* Begin *
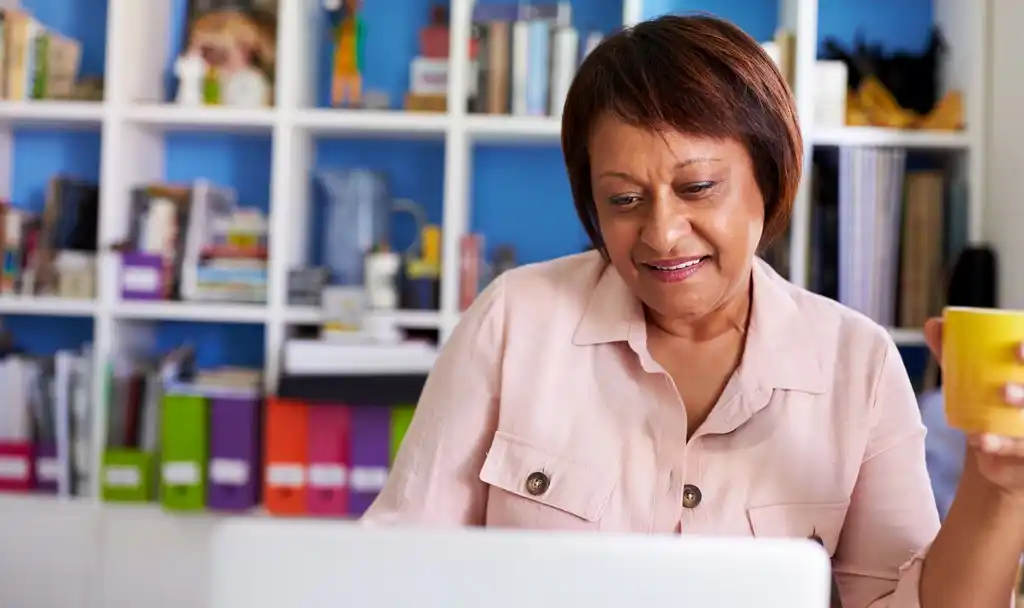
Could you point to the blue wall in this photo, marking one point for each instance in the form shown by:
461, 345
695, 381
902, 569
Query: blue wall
535, 214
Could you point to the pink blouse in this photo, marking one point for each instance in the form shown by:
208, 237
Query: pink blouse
546, 410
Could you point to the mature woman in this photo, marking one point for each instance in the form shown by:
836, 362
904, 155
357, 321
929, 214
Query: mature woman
672, 382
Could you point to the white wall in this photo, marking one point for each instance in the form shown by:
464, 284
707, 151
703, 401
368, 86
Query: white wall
1004, 215
77, 555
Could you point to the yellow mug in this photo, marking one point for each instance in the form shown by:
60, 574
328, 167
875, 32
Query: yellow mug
980, 356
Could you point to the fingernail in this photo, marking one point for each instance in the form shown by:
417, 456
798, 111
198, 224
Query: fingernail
1014, 393
991, 443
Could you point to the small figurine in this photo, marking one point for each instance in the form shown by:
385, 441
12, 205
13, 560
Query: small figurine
348, 34
190, 70
240, 50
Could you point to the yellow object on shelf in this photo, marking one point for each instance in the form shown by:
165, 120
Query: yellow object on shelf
873, 105
430, 239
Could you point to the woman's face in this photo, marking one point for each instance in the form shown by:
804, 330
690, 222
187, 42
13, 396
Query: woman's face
681, 216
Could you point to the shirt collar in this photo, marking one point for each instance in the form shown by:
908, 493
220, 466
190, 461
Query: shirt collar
781, 350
* End *
### TASK STATEMENT:
Leave out all pictures, then copy the remaining material exactly.

### TASK OUTPUT:
Could you point to the blue wall in this photo, marking one point for each instance in the form shown by:
461, 345
695, 381
902, 569
Query: blue wall
535, 214
Could you point to the pink blouse in this photo, marking one point for each instance in the form shown by:
208, 237
Query: pink blouse
546, 410
Could you point to the mature woman in this photo, marking one point for each instance in the form shown by:
836, 362
904, 155
357, 321
929, 214
Query: mature woman
672, 382
Could you point to the white wall in this photo, marking one point for each instance in the form shown by:
464, 284
707, 151
703, 401
368, 86
Query: white wall
1004, 215
77, 555
Could you point to the yellow mug in this photo, marking one point for each instance in the form shown by:
60, 574
328, 167
875, 32
Query: yellow mug
980, 356
Could you point to the fingernail in this photo, marking one point for each instance in the form shown by:
417, 456
798, 111
198, 224
Query: fingernail
1014, 393
991, 443
Could you point to the small figurine in this photo, marking one point for each instance in the form shown by:
385, 441
12, 205
13, 560
Query: small figurine
348, 34
190, 70
240, 50
Could you point to the yellow object on shelf in this photo, marking one point for each instance in the form shown by:
165, 120
Query: yellow object on shelf
873, 105
430, 239
Could you point to the woman's face in this photo, marking one point for each instance in the form shown by:
804, 330
690, 222
187, 42
13, 396
Query: woman's face
681, 216
Could you point to the shirt collar in this photo, marking one point for each instance in the form shown by:
908, 493
220, 466
190, 461
Query: shirt collar
781, 350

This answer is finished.